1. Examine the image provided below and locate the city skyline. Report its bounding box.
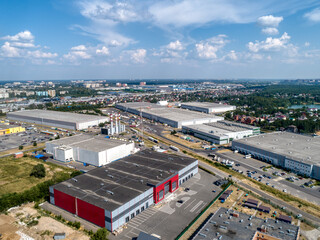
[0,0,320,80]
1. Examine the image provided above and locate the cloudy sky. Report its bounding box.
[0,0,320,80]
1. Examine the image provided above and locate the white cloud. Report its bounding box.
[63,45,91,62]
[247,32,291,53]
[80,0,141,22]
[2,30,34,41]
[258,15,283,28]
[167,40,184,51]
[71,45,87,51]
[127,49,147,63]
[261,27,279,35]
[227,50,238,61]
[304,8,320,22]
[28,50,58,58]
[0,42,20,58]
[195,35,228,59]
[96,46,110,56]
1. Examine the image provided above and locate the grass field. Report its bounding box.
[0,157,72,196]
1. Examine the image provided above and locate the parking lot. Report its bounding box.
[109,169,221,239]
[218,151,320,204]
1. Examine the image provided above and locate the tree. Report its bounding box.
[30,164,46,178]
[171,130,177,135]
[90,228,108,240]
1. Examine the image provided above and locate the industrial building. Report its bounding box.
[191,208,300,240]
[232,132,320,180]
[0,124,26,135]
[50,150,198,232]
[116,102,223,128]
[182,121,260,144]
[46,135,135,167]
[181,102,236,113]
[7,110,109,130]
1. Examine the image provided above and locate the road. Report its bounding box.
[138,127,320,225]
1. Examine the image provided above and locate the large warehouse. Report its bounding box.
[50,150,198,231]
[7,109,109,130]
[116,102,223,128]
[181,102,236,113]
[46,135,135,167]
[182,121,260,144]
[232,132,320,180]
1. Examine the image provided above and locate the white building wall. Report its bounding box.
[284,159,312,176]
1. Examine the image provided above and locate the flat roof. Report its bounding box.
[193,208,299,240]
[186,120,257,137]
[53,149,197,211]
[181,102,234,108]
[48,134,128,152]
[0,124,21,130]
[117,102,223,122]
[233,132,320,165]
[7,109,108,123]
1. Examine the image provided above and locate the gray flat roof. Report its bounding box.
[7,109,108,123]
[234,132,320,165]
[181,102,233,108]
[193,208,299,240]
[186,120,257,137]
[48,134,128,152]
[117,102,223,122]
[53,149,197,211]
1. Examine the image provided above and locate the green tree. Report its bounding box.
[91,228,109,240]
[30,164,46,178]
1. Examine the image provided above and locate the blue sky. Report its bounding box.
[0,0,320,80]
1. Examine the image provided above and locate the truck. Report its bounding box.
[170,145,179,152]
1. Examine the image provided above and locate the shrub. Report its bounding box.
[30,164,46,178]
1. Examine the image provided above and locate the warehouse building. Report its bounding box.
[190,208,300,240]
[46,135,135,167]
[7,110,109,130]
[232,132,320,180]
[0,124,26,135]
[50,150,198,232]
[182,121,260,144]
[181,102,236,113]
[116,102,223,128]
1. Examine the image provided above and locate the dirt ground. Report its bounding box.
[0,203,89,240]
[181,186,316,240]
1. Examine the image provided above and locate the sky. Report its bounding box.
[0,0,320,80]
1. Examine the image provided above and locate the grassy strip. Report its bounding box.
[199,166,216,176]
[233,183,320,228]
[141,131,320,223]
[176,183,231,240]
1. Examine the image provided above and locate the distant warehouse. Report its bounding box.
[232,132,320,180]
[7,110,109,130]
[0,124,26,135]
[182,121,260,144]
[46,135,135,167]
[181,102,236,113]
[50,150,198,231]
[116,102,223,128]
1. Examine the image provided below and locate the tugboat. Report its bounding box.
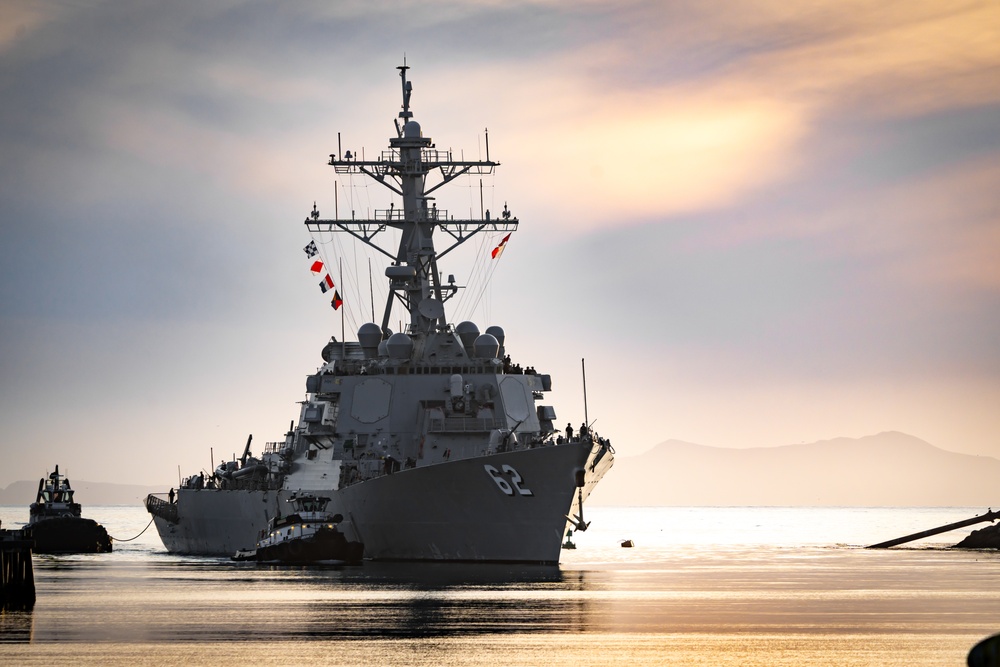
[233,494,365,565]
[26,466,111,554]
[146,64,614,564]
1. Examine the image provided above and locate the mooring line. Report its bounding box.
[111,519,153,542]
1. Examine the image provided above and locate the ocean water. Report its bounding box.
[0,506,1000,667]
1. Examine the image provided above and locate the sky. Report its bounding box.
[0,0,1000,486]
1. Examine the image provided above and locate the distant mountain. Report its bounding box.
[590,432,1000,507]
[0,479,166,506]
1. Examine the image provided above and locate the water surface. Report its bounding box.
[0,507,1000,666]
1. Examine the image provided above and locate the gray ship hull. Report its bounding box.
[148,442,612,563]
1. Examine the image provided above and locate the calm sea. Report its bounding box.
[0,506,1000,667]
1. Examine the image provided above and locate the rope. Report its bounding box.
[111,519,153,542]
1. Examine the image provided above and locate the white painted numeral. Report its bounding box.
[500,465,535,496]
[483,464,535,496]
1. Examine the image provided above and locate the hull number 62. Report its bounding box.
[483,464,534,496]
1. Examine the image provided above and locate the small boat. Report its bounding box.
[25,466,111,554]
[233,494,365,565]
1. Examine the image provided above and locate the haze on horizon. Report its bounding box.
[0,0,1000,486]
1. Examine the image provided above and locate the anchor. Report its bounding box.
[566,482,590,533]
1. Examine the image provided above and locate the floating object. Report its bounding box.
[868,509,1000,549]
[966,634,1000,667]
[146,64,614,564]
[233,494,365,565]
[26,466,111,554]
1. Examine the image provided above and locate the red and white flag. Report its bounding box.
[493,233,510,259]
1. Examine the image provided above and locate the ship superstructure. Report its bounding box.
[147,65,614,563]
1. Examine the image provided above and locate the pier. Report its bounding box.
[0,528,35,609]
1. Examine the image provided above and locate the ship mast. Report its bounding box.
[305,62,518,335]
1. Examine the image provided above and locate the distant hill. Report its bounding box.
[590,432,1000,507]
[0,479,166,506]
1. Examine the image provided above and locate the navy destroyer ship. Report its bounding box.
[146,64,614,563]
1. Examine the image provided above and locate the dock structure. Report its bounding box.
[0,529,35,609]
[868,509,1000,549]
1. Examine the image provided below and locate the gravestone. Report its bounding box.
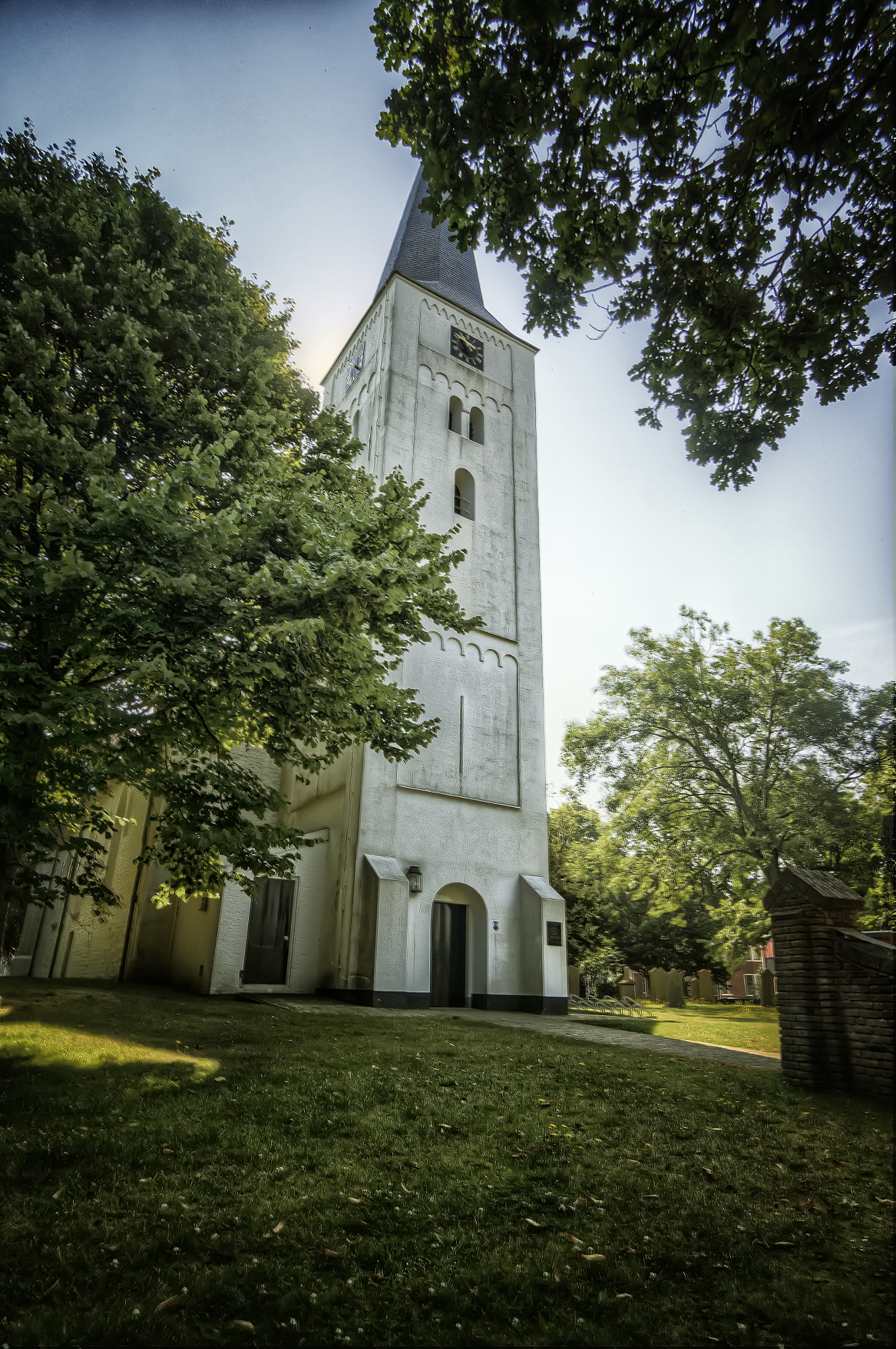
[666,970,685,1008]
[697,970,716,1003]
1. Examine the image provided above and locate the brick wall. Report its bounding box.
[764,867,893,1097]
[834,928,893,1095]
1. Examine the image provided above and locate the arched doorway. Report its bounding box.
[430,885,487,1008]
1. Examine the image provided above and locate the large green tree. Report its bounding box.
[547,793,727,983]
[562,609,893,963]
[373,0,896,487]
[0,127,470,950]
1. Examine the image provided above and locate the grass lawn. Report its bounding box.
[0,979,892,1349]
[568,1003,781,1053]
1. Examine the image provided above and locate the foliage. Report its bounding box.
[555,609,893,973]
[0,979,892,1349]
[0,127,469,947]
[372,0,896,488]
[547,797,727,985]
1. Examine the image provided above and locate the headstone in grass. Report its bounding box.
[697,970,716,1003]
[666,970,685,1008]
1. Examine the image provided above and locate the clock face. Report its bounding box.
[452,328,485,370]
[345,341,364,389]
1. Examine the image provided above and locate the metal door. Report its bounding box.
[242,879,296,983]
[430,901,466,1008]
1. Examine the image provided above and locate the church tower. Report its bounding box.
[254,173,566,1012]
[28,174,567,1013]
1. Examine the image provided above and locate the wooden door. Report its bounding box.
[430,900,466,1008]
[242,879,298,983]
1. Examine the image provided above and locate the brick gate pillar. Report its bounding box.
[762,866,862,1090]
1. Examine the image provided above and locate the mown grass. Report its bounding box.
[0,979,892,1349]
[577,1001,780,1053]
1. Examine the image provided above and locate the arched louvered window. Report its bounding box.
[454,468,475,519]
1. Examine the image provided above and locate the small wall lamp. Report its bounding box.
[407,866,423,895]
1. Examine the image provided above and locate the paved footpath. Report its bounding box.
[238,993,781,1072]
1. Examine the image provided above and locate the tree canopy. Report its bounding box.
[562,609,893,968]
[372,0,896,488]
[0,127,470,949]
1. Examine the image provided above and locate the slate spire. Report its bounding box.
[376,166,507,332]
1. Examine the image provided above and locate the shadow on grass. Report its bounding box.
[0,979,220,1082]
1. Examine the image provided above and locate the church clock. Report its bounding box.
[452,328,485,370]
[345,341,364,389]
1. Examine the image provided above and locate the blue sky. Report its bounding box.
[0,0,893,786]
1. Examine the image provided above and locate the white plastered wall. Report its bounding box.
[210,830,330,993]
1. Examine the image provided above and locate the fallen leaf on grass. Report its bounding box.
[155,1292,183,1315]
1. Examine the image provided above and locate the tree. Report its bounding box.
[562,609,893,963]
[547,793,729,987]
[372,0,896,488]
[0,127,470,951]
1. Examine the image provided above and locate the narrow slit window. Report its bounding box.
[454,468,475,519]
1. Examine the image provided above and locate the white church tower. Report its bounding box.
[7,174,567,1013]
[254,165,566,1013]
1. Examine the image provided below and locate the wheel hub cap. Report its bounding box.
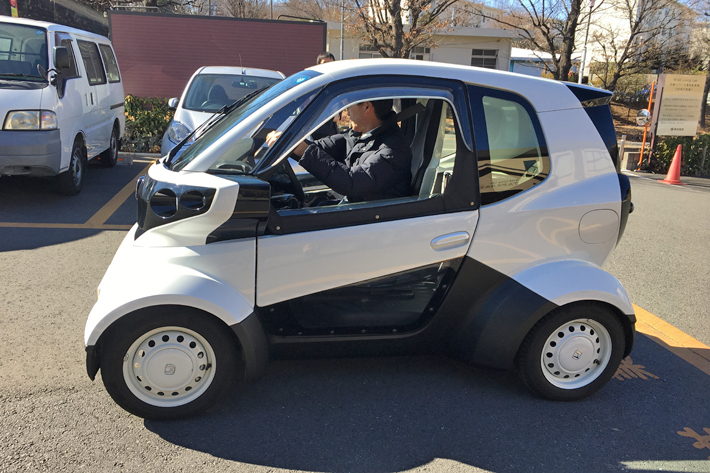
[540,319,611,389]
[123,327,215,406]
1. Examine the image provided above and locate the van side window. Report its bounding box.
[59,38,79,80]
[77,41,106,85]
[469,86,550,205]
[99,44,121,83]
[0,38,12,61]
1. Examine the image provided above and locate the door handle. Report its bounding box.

What is needed »
Can you convert the records above, from the line that contains "1. Examine the image provided above and locate the navy" through the line that contains "[834,928,893,1095]", both ends included, into a Markdown table with a Row column for the row number and a Line column for the line itself? Leave out blank lines and the pictures.

Answer in full »
| Row | Line |
|---|---|
| 1 | 1. Examine the image provided above and locate the navy destroyer ship. Report its bounding box. |
| 2 | [146,64,614,563] |
| 3 | 1. Examine the image provided above and locate the dock structure. Report its bounding box. |
| 4 | [0,529,35,609] |
| 5 | [868,509,1000,549] |
| 6 | 1. Examine the image provided below and locate the gravestone. Report its bounding box. |
| 7 | [666,970,685,1008] |
| 8 | [697,970,716,1003] |
| 9 | 1. Examine the image provided above and locate the brick wall. Report its bounding box. |
| 10 | [764,867,893,1097] |
| 11 | [834,928,893,1095] |